_Stated task_:
Beginning at the line with "Category: floral embroidered skirt", output each line to the end of the listing below exactly, please.

>> Begin

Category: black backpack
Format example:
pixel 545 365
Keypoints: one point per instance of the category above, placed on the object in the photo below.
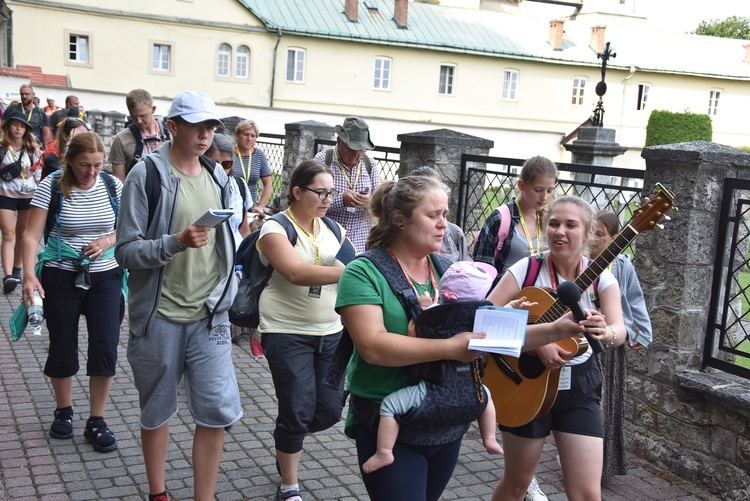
pixel 245 311
pixel 139 142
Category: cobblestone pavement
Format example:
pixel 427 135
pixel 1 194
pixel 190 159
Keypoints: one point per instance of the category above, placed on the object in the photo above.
pixel 34 466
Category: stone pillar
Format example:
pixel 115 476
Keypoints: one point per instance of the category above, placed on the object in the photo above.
pixel 675 410
pixel 595 146
pixel 442 149
pixel 299 145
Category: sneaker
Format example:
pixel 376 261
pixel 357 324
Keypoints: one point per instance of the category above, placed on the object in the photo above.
pixel 283 496
pixel 99 435
pixel 62 426
pixel 256 348
pixel 9 283
pixel 534 492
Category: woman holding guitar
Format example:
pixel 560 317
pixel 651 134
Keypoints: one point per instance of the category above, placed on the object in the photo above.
pixel 575 417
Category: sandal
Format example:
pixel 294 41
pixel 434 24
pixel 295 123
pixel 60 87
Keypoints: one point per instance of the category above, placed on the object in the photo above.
pixel 62 426
pixel 99 435
pixel 282 496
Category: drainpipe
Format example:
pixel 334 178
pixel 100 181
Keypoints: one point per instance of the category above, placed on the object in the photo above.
pixel 622 107
pixel 275 55
pixel 8 35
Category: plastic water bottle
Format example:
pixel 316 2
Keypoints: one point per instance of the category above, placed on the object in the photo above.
pixel 36 314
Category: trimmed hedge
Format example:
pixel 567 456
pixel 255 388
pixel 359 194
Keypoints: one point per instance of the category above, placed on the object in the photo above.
pixel 665 127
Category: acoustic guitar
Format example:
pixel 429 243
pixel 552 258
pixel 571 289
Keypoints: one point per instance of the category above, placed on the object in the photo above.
pixel 524 388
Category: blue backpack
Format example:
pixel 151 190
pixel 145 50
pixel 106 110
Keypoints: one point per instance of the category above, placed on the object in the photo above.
pixel 245 311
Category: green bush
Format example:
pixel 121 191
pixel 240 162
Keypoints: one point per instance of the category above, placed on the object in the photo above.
pixel 665 127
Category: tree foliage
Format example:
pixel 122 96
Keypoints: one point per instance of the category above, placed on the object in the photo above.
pixel 666 127
pixel 731 27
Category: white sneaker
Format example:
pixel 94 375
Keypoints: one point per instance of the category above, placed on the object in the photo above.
pixel 534 492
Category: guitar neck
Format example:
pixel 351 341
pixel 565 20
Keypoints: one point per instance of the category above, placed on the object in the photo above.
pixel 592 271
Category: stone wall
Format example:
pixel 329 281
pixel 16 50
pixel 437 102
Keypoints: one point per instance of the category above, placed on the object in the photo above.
pixel 694 422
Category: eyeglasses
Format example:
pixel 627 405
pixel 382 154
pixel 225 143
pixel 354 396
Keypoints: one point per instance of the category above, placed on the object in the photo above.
pixel 322 194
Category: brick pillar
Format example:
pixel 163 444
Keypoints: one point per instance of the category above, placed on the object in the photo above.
pixel 441 149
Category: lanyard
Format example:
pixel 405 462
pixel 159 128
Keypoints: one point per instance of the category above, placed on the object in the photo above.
pixel 246 168
pixel 553 272
pixel 414 283
pixel 346 175
pixel 526 231
pixel 313 237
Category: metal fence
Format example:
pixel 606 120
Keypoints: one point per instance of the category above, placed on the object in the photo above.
pixel 488 182
pixel 273 145
pixel 727 344
pixel 388 158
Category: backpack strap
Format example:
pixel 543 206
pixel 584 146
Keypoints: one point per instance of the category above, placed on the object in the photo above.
pixel 504 229
pixel 368 162
pixel 532 272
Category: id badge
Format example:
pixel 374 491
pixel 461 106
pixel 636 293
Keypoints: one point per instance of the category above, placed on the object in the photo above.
pixel 565 375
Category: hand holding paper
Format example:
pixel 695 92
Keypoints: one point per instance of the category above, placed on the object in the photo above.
pixel 213 217
pixel 505 328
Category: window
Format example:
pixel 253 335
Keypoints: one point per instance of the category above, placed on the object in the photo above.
pixel 579 83
pixel 382 78
pixel 78 48
pixel 643 96
pixel 510 84
pixel 295 65
pixel 713 101
pixel 242 64
pixel 447 79
pixel 223 60
pixel 161 58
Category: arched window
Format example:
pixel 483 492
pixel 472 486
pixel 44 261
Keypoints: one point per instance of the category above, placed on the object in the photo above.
pixel 242 64
pixel 223 60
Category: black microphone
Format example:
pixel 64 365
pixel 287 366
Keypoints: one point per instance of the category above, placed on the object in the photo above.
pixel 569 295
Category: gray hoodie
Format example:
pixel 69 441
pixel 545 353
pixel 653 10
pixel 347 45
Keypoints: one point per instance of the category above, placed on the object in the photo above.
pixel 145 251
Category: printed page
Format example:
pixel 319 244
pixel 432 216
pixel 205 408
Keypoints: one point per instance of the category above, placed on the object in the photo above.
pixel 213 217
pixel 505 328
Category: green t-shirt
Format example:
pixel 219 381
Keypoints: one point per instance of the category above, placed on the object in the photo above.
pixel 362 283
pixel 191 275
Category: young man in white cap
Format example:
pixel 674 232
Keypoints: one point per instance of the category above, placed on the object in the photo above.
pixel 182 285
pixel 355 177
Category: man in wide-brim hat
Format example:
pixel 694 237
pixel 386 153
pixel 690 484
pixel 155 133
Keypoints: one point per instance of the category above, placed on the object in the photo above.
pixel 355 177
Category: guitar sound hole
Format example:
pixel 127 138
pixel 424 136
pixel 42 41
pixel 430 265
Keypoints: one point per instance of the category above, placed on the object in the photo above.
pixel 530 366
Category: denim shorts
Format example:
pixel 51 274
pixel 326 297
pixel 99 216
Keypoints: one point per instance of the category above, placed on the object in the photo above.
pixel 171 351
pixel 576 411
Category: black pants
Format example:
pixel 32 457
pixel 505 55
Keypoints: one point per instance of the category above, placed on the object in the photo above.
pixel 298 365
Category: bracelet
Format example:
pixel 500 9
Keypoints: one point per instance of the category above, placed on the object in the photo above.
pixel 614 335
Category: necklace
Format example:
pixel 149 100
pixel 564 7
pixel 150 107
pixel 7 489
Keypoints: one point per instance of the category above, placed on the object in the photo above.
pixel 313 237
pixel 416 285
pixel 526 231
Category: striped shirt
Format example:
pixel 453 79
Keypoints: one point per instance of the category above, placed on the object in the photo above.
pixel 356 220
pixel 88 215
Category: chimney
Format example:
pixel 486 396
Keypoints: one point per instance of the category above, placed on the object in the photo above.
pixel 597 38
pixel 555 34
pixel 350 9
pixel 400 13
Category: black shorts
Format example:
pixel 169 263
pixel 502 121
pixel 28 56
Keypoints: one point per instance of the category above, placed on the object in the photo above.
pixel 15 204
pixel 576 411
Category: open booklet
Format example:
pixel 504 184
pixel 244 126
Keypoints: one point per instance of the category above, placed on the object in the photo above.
pixel 505 328
pixel 213 217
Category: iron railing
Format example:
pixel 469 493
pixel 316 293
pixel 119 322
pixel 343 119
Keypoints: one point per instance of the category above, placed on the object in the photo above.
pixel 388 158
pixel 727 343
pixel 273 145
pixel 488 182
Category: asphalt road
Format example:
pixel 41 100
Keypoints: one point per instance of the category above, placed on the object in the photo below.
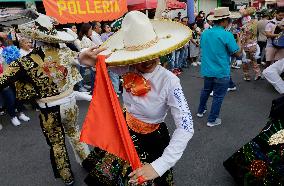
pixel 24 155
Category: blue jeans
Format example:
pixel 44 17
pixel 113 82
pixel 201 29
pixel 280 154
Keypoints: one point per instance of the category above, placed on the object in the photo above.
pixel 172 60
pixel 92 76
pixel 184 56
pixel 219 86
pixel 9 99
pixel 231 83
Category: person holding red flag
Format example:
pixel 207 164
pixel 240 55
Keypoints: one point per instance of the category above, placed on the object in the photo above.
pixel 149 92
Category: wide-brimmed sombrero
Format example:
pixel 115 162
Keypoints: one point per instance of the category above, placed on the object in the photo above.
pixel 222 13
pixel 42 29
pixel 141 39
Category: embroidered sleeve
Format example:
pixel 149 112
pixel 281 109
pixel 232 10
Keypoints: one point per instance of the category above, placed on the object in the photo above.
pixel 10 75
pixel 182 134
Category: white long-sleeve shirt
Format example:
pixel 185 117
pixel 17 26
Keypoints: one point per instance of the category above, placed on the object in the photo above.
pixel 166 93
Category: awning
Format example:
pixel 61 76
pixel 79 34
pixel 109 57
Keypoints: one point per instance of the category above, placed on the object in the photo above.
pixel 152 4
pixel 8 17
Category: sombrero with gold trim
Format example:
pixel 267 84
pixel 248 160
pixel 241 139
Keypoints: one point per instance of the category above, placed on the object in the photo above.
pixel 42 29
pixel 141 39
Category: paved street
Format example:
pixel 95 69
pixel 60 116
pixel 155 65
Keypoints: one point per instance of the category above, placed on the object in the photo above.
pixel 24 155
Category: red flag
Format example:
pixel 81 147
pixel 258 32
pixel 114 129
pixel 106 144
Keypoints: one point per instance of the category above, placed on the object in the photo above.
pixel 105 126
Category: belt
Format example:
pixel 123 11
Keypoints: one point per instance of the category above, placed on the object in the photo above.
pixel 69 99
pixel 139 126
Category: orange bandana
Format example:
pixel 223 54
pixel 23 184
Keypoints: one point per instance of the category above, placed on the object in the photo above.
pixel 136 84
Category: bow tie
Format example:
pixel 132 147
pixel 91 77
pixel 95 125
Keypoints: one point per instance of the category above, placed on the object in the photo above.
pixel 136 84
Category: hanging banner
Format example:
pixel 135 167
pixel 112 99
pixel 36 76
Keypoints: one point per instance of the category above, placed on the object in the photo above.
pixel 71 11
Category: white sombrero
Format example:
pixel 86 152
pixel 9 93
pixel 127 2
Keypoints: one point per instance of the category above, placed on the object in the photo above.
pixel 140 39
pixel 42 29
pixel 222 13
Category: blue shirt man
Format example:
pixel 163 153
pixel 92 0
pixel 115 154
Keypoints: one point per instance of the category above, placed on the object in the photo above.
pixel 217 45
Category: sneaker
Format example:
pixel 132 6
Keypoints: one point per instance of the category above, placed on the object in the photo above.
pixel 82 89
pixel 87 86
pixel 23 117
pixel 218 121
pixel 15 121
pixel 232 89
pixel 200 115
pixel 194 64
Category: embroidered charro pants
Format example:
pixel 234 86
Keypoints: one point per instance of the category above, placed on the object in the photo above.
pixel 55 123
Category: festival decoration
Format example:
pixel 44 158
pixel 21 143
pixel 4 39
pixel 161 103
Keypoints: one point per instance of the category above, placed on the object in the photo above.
pixel 70 11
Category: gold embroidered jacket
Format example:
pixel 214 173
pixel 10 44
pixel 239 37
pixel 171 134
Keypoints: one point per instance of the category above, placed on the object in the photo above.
pixel 45 72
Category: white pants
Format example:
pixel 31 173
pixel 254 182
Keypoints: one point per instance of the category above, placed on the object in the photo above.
pixel 272 74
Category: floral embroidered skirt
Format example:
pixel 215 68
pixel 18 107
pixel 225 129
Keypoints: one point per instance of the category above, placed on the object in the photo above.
pixel 106 169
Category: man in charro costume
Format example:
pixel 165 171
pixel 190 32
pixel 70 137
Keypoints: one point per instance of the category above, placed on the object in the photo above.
pixel 48 75
pixel 149 92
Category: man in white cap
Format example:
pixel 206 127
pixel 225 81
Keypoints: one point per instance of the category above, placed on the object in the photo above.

>> End

_Result of the task_:
Category: floral embroidered skirt
Format example:
pixel 215 68
pixel 18 107
pixel 225 129
Keypoints: one point per instance of the category above, placed on the object in the photo above.
pixel 106 169
Category: man in charro costume
Format example:
pixel 165 171
pixel 190 32
pixel 70 137
Keypoints: one point per instance of the category above, placed on the object in the photo above.
pixel 48 75
pixel 149 92
Category: man in white cap
Format example:
pixel 206 127
pixel 225 81
Keypoints: one point per instance of the category above, placed on the object in the photo above.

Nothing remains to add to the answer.